WERKOPDRACHT => Zoek in de onderstaande records alle regels waarin het woord "rough" staat, en neem die regels over.

··· GEGEVENS ···

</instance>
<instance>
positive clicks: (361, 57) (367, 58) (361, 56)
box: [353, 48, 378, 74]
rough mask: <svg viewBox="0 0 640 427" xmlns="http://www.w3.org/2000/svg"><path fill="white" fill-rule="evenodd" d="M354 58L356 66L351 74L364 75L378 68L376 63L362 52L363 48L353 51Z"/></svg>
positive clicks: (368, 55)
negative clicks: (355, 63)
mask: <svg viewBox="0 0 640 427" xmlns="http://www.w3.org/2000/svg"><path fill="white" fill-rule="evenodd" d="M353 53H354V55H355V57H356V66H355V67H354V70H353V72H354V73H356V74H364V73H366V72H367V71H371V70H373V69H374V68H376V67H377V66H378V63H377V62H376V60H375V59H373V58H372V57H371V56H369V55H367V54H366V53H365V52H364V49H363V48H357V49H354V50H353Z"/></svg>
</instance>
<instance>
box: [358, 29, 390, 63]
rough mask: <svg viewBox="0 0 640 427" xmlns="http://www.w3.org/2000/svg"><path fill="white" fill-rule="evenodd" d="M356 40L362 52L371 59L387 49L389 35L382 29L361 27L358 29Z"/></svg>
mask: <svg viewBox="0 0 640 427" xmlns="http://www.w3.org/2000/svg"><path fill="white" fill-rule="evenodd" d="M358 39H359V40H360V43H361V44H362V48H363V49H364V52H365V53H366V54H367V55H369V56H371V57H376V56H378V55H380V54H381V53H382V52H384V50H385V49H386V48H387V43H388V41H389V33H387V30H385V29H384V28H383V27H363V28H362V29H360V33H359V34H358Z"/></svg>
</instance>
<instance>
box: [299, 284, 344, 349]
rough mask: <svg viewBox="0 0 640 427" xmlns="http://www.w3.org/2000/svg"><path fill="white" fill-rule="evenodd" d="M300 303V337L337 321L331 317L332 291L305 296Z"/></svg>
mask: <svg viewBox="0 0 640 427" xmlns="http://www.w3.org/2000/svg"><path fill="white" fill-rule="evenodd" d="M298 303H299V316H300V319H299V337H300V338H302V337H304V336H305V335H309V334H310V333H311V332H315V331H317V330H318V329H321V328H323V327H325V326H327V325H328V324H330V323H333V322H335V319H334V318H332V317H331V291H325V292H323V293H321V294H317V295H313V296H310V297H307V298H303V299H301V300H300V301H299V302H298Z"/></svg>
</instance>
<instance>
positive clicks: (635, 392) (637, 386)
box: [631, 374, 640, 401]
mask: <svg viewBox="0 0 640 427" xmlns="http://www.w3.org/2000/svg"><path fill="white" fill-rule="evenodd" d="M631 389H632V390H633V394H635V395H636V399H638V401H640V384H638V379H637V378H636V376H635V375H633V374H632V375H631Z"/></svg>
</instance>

···

ANTWOORD OP OPDRACHT =>
rough mask: <svg viewBox="0 0 640 427" xmlns="http://www.w3.org/2000/svg"><path fill="white" fill-rule="evenodd" d="M354 58L356 66L351 74L364 75L378 68L376 63L362 52L363 48L353 51Z"/></svg>
rough mask: <svg viewBox="0 0 640 427" xmlns="http://www.w3.org/2000/svg"><path fill="white" fill-rule="evenodd" d="M356 40L362 52L371 59L387 49L389 35L382 29L361 27L358 29Z"/></svg>
rough mask: <svg viewBox="0 0 640 427" xmlns="http://www.w3.org/2000/svg"><path fill="white" fill-rule="evenodd" d="M300 303V337L337 321L331 317L332 291L305 296Z"/></svg>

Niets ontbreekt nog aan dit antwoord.